--- Excerpted passage ---
Whenever my eyeglasses prescription is updated, I find myself looking at a new world. Oftentimes, this same revelation is how I feel when researching electromagnetics: every few years I open my eyes a little wider and realize all of the developments occurring at any given point. With consistent pushing of the waveforms used in the electromagnetic spectrum, and the wide adoption of mmWave, microwave, and infrared technologies, it is little surprise that systems are requiring more advanced EM simulation tools these days. 

While the above whitepaper takes a look at 3D full-wave EM modeling, below you can find an overview of wave spectrums, waveforms, and some advancements in EM simulation in recent years. 

Wave Spectrums and EM Simulation

Maxwell's equations have long been used in EM simulation to utilize displacement currents for the purpose of resolving electric flux ambiguity. In many ways, we've come a long way since the bare bones understanding that the coupling between two fields (electrical, magnetic) generates electromagnetic waves; however, at the core of these equations this is still what we are operating with. 

With EM solvers operating in 3D full wave, planar modes as well as working through true parallelized matrix computational flows, the amount of time able to be saved, accuracy able to be ensured, and overall cost-for-production for the latest innovations in electronics are going to radically change. 

mmWave and Microwave Frequencies

mmWave and Microwave frequencies are some of the most currently explosive categories of technology currently being optimized via EM solvers. Recent trends revolve around improving data transmission rates, resolving bit error rates, and, as always, minimizing interference.

One such application is in the commercial technology of wireless power transmission (WPT). While the technology is being optimized for continued and improved efficiencies, it is also being expanded even further into technologies like power beaming, a subsect of WPT, that insists on utilizing either optical, mmWave, or Microwave frequencies to electromagnetically beam the transmission of energy across a free space to devices. This technology works to empower power distribution grids as well as alternative energy solutions. 

How EM simulation works alongside these technologies is providing the necessary computational methods to determine things like power conversion, transmit and receive apertures, as well as assist in the development of any necessary filters, rectifiers, and antenna arrays. Additionally, these developed components and arrays can then be applied to expand other technological developments, therein heightening the technological capacities of the industry all around.
--- Study material ---
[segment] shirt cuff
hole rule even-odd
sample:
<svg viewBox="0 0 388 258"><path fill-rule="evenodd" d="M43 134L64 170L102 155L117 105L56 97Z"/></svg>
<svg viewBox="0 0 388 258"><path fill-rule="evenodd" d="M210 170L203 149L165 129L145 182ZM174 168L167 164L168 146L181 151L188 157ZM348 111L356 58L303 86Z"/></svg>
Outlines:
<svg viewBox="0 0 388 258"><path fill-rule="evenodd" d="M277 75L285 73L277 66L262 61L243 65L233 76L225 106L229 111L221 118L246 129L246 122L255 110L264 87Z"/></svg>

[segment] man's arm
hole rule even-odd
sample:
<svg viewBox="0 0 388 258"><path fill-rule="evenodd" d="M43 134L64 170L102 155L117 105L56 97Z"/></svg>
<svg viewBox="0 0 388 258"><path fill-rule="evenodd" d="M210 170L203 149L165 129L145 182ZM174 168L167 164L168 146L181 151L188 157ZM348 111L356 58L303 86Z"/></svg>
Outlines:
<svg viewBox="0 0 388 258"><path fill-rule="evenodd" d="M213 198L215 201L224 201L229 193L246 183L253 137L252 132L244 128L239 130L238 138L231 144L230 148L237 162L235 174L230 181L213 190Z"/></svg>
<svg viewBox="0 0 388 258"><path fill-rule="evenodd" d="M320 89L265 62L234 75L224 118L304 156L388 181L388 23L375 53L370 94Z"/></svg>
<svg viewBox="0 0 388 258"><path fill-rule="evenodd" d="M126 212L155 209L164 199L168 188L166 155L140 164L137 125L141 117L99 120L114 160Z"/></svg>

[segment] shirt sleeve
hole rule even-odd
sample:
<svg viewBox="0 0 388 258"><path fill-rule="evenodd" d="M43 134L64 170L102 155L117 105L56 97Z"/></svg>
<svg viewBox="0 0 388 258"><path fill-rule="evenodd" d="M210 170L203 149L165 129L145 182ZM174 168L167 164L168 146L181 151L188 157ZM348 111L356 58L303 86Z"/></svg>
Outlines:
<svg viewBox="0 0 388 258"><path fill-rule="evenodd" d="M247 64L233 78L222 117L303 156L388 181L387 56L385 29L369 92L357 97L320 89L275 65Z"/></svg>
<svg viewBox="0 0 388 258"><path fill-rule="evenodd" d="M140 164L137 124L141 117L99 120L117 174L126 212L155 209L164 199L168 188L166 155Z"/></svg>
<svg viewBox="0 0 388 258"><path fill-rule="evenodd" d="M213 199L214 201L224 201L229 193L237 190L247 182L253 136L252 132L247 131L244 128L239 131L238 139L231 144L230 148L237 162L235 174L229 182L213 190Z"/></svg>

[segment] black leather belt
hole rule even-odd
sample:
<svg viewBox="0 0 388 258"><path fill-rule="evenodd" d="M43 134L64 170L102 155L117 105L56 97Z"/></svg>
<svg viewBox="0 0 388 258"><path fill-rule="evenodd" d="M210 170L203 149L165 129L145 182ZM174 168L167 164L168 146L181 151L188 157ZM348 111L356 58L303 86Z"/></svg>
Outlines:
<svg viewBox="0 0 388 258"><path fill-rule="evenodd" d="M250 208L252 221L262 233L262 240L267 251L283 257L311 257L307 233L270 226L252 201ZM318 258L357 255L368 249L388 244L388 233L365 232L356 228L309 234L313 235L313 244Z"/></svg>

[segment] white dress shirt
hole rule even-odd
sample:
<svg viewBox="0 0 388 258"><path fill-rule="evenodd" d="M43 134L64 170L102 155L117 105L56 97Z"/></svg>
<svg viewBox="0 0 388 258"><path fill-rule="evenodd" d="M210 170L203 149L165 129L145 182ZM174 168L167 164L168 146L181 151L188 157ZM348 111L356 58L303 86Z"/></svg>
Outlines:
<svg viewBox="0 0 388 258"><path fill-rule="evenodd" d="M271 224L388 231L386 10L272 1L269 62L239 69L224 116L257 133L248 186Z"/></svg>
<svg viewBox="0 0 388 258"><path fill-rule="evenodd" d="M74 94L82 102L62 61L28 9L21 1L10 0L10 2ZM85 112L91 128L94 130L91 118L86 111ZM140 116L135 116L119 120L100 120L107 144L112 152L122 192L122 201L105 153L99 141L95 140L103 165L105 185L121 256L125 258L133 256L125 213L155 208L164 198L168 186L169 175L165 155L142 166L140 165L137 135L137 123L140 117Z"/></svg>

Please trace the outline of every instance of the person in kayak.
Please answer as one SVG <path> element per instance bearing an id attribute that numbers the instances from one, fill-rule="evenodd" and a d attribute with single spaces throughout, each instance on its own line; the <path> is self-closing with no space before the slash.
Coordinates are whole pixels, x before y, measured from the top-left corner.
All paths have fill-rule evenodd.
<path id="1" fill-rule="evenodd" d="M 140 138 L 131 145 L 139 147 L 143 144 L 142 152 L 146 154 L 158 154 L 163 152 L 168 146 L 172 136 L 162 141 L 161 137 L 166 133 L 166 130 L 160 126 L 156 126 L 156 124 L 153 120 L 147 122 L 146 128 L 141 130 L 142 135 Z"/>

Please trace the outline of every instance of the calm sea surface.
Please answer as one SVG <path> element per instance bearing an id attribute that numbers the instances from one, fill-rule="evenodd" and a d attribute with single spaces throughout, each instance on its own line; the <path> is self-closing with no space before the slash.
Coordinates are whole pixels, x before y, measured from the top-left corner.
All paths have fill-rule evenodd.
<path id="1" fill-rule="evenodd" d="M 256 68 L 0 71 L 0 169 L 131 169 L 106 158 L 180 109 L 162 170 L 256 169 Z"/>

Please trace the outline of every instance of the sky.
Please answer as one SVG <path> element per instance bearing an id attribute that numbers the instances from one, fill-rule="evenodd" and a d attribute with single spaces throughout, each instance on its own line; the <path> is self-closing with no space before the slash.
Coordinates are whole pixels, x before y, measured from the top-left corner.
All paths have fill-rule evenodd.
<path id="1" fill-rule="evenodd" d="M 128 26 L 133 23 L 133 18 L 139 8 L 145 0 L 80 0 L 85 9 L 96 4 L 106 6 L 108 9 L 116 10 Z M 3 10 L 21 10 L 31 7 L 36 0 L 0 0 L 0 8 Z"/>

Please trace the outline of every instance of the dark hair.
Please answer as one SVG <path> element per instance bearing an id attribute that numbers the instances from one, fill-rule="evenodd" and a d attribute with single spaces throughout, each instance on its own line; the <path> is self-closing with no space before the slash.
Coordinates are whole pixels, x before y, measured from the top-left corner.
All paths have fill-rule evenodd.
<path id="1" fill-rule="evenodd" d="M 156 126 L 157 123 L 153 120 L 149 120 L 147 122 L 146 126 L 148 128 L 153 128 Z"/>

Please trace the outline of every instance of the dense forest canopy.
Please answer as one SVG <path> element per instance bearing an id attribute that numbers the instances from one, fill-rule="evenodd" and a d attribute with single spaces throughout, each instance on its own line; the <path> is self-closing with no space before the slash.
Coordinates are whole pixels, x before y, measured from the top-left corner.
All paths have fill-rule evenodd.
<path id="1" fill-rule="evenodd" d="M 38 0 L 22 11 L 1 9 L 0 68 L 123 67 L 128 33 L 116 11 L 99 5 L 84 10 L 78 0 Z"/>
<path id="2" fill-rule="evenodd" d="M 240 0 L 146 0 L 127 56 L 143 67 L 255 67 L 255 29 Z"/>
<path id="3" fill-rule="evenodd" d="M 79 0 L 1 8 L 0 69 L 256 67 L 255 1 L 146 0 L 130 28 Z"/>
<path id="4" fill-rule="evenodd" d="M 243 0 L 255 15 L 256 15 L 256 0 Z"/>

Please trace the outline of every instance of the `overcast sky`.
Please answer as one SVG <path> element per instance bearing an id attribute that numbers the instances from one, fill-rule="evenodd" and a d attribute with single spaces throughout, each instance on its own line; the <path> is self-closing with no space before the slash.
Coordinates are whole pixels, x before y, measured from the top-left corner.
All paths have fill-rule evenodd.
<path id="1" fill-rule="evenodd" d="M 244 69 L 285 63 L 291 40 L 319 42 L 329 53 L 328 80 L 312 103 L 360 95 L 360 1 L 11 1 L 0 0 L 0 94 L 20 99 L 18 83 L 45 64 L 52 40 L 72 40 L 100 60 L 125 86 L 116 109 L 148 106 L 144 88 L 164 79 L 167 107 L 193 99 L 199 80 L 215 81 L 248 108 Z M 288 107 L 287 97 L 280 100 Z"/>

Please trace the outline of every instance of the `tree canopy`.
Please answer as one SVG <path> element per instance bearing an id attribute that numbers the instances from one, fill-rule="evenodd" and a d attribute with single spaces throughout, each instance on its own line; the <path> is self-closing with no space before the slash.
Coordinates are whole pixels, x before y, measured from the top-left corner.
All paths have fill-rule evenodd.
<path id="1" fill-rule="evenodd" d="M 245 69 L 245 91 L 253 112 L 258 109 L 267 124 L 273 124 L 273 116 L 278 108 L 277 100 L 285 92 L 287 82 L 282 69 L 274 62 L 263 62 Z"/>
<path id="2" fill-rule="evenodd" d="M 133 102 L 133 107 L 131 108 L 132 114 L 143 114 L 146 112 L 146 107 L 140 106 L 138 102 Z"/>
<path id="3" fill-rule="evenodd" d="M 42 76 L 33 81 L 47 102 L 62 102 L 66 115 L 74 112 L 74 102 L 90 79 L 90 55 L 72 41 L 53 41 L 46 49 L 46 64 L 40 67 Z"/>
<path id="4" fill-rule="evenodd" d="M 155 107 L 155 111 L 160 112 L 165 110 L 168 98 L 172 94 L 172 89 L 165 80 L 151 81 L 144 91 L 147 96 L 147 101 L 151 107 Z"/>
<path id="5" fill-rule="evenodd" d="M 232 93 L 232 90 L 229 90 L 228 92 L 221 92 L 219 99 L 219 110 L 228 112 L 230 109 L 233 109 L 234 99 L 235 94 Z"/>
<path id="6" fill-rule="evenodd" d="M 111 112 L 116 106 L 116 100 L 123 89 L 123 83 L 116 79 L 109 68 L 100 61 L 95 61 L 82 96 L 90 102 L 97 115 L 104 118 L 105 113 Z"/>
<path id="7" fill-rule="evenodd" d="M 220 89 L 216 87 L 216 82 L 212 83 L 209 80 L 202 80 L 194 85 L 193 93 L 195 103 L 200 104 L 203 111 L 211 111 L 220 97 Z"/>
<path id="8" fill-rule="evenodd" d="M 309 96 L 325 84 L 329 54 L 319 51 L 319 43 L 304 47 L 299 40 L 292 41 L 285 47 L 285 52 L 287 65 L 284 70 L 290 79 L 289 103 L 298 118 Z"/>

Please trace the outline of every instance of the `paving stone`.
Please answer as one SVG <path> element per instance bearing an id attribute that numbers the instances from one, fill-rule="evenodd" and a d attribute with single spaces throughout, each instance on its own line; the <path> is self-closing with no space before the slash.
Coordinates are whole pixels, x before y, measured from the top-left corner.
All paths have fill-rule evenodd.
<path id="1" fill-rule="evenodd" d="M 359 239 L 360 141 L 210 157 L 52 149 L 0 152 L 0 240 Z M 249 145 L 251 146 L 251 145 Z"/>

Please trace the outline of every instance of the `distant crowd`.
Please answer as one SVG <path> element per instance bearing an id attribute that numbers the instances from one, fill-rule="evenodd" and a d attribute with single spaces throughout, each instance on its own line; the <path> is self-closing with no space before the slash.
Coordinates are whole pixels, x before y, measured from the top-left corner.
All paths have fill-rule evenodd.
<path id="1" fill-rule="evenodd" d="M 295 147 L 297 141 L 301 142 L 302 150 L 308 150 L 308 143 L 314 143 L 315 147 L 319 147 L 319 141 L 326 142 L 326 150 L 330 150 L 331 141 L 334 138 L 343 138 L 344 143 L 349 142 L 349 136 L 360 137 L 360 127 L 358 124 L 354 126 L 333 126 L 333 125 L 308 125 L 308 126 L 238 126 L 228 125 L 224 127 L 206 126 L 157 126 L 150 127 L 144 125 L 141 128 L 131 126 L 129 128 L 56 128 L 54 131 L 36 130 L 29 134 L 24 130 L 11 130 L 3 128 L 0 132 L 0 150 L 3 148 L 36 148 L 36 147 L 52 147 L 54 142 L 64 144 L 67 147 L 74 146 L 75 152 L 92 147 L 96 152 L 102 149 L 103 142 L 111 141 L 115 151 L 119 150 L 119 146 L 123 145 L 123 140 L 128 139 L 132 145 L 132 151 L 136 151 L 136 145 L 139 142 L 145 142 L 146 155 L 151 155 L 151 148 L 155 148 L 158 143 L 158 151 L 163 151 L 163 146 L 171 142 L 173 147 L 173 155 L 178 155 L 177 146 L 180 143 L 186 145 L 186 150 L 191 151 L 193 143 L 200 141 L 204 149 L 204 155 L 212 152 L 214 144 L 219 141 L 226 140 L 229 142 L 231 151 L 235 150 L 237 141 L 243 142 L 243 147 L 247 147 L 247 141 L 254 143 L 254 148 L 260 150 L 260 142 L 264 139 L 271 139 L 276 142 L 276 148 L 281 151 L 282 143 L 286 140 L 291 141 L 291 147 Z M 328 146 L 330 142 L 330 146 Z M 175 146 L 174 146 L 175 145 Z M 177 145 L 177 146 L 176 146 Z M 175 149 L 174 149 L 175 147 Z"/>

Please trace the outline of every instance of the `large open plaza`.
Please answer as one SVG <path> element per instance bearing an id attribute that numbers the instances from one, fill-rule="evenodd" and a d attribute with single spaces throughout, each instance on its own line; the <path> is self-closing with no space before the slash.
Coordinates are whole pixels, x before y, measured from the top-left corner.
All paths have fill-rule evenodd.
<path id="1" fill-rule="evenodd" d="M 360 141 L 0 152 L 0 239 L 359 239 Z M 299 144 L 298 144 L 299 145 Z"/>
---
Exercise requirements —
1. Decide whether each statement agrees with the EM simulation article. For each, answer yes or no and quote the words from the article that settle it.
(a) Power beaming is described as a subsect of wireless power transmission.
(b) Maxwell's equations have only recently begun to be used in EM simulation.
(c) Improving data transmission rates is named as a recent trend for mmWave and microwave frequencies.
2. According to the EM simulation article, what kinds of frequencies does power beaming use to transmit energy?

Numbered responses —
1.
(a) Yes: "power beaming, a subsect of WPT"
(b) No: "Maxwell's equations have long been used in EM simulation"
(c) Yes: "Recent trends revolve around improving data transmission rates"

2. Optical, mmWave, or microwave frequencies.